- **What needs to be done**: Each record below should be given again exactly as it reads.

Saved entries:
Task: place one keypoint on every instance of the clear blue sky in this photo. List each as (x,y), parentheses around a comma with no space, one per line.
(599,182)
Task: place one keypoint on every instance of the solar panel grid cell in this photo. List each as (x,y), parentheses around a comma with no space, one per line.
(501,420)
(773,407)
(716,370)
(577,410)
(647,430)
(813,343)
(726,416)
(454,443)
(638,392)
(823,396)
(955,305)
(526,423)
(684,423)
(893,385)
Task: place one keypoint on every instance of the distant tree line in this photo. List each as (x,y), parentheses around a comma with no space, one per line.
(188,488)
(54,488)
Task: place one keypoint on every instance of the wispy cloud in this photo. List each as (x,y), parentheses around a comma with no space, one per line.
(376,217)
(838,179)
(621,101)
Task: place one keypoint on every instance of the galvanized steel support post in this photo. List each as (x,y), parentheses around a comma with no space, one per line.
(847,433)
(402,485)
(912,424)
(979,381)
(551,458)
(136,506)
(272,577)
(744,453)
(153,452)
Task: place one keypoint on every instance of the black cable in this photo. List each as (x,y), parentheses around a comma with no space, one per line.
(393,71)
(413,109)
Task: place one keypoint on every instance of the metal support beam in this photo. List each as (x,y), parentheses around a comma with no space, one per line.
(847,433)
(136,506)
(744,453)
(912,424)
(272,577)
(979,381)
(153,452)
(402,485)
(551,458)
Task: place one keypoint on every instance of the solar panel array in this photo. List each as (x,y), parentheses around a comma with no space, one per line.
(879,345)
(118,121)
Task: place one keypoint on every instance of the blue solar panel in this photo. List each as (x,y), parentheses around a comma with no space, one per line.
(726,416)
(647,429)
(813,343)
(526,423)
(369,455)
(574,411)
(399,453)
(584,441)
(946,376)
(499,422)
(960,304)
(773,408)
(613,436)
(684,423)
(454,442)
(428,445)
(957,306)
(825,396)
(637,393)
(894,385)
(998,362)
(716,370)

- **Answer below**:
Task: place one keypoint on every instance of the clear blue sky in this photo. List each as (x,y), parentheses around a comma with no space, one per line.
(599,182)
Task: place one keypoint on every instance of the solar panel grid cell in this photo. List each as (x,y), parentheses around a comma with no space, one per line.
(501,420)
(773,407)
(716,370)
(577,410)
(647,430)
(813,343)
(726,416)
(454,443)
(638,392)
(823,396)
(955,305)
(526,423)
(684,423)
(893,385)
Task: place one keypoint on every instance of the distant tree line in this photo. List each as (x,y), parentheses around a comma with no space, one per line.
(188,488)
(54,488)
Task: place one keypoint on every instance of the wispy cloud in this photo. List each as (x,y), parentheses around a comma with no space, one per line.
(376,217)
(838,179)
(621,101)
Task: place one keypoint on every instance of the galvanized steel support post in this photo. List each as (x,y), parentheses around a comma with no space, one per line.
(847,433)
(402,485)
(912,424)
(979,381)
(551,458)
(136,506)
(272,577)
(744,453)
(153,452)
Task: place one keypoint on every instance of the black cable in this photo. List each as (x,y), parentheses around a comma with no space, one per line.
(393,71)
(413,109)
Task: place one keypoint on every instance of the metal support beam in this photo. List each as (x,y), parentheses around a comma with no space, one per line.
(847,433)
(136,506)
(744,453)
(912,424)
(272,577)
(979,381)
(153,452)
(402,485)
(551,458)
Task: place one keypoint on every instance of the solar panel array in this photo. List each as (x,y), parentheses around a comma with no space, one per line.
(879,345)
(118,121)
Task: place one keypoint on every instance of the blue solar panel in this photo. List each as (x,y), parentheses around a comma with no space, one per line.
(726,416)
(647,429)
(813,343)
(526,423)
(369,455)
(574,411)
(399,453)
(584,441)
(946,376)
(499,422)
(960,304)
(773,408)
(613,436)
(684,423)
(454,442)
(428,445)
(957,306)
(825,396)
(637,393)
(894,385)
(998,362)
(716,370)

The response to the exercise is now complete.